(Collected data entries)
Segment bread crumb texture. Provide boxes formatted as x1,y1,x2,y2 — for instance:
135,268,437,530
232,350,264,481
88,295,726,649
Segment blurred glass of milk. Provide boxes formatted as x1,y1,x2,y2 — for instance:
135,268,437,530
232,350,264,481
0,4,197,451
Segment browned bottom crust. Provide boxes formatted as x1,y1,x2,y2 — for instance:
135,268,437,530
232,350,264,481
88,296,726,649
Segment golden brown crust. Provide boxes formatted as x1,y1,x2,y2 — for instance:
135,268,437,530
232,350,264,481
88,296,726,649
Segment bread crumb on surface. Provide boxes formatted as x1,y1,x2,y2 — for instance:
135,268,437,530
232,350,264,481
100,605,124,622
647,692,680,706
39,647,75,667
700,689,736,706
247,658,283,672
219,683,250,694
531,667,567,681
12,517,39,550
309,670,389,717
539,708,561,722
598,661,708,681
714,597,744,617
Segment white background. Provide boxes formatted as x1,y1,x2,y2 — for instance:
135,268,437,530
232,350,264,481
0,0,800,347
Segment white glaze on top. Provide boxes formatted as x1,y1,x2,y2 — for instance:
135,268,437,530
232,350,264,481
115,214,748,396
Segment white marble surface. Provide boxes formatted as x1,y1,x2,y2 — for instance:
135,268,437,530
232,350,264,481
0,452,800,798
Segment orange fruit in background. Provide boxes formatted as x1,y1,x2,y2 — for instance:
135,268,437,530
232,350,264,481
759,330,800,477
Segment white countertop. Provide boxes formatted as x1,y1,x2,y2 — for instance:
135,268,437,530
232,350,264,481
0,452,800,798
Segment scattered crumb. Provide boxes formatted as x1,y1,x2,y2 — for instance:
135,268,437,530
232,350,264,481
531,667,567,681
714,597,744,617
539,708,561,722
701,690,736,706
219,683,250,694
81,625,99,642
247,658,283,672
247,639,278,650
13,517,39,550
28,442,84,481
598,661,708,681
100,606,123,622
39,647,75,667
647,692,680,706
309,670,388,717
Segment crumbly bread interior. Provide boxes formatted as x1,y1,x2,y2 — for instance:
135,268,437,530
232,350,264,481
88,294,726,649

TASK OBJECTIVE | Duplicate every one of the lines above without any change.

THE RESPONSE |
Segment bread crumb texture. Provide boxes formatted as x1,y1,x2,y2 — for instance:
135,268,437,530
232,350,264,481
88,295,726,649
Segment blurred glass of milk. Provide boxes formatted as x1,y1,x2,y2 — for instance:
135,268,437,530
232,350,264,481
0,4,197,451
Segment browned bottom crust. Provide boxes formatted as x1,y1,x2,y2 — for instance:
135,268,437,530
232,350,264,481
88,296,726,649
Segment golden brown crust. Provide boxes formatted as x1,y1,x2,y2 — for instance:
135,268,437,530
232,350,264,481
88,296,726,649
Segment bread crumb on surface. Provide boxes formatted as x1,y1,x2,y2 — for instance:
135,268,437,530
232,350,264,481
100,605,124,622
647,692,680,706
39,647,75,667
700,689,736,706
247,658,283,672
219,683,250,694
531,667,567,681
12,517,39,550
309,670,389,717
539,708,561,722
598,661,708,681
714,597,744,617
Segment white background. Provide boxes formatted as x1,y1,x2,y2 — for instance:
135,268,437,530
232,350,264,481
0,0,800,347
Segment white glaze on top. Provide boxes formatted as x1,y1,x2,y2 — for instance:
135,268,437,530
232,350,264,481
115,214,748,396
Segment white marble surface. Provide boxes formatted as x1,y1,x2,y2 — for instance:
135,268,437,530
232,350,264,481
0,452,800,798
Segment orange fruit in background. Provide boxes formatted as x1,y1,x2,y2 — for instance:
135,268,437,530
232,350,264,481
759,330,800,477
Segment white countertop. Provide boxes formatted as x1,y1,x2,y2 — for instance:
135,268,437,530
232,350,264,481
0,452,800,798
Segment scattered crumb. Provide boxes formatted as x1,y1,x2,y2 — for instance:
135,268,437,530
232,350,264,481
531,667,567,681
714,597,744,617
539,708,561,722
701,690,736,706
219,683,250,694
81,625,99,642
247,658,283,672
247,639,278,650
13,517,39,550
28,442,84,481
598,661,708,681
100,606,123,622
39,647,75,667
647,692,680,706
309,670,388,717
Segment crumbly bread interior. Provide boxes formatted as x1,y1,x2,y2 — for instance:
135,268,437,530
232,350,264,481
88,294,726,649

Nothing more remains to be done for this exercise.